Written request »
Copy out the lines of the records below verbatim, starting with the line that contains "Put a marker on each instance of the black" and continuing through the end of the records.

Collection entries
____

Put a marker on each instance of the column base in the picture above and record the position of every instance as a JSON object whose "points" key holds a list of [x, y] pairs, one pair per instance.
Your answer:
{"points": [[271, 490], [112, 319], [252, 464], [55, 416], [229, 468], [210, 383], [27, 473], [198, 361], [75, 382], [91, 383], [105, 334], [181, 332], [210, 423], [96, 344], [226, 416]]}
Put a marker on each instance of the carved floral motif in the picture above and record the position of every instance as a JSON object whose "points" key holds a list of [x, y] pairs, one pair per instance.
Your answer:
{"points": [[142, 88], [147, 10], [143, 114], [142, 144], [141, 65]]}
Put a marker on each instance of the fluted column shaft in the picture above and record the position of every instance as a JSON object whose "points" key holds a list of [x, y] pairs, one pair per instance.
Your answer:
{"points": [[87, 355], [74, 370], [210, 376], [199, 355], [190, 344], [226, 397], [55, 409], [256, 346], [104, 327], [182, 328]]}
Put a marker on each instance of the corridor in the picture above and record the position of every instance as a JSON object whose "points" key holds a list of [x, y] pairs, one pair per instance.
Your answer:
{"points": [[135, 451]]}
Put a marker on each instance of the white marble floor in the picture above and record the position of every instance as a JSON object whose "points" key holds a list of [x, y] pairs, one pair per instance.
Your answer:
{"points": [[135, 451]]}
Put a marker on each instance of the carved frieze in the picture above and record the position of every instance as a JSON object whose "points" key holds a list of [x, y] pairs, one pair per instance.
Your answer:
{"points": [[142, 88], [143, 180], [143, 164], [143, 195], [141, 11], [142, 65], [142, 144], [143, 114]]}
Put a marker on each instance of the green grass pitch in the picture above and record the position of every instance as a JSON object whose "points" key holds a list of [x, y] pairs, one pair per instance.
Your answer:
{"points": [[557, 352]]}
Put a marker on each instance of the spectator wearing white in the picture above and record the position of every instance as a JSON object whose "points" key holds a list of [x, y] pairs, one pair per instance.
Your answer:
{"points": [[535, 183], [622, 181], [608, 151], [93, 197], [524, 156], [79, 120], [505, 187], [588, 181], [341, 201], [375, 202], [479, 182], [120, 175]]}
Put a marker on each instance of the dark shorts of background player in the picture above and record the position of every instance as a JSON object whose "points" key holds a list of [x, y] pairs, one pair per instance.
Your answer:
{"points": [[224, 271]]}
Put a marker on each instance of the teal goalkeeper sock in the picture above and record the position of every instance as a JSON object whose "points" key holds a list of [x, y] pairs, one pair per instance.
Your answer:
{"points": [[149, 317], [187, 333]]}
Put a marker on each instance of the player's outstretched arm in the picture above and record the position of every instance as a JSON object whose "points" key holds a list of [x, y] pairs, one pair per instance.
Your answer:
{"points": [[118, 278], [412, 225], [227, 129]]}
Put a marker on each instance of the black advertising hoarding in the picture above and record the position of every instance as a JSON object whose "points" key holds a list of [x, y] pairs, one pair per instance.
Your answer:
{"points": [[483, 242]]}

____

Result below »
Put a marker on each instance of the black advertising hoarding in the picture above and record the position of every instance as a JSON object whose "points" key holds a list of [x, y] pairs, one pair per instance.
Your answer:
{"points": [[483, 242]]}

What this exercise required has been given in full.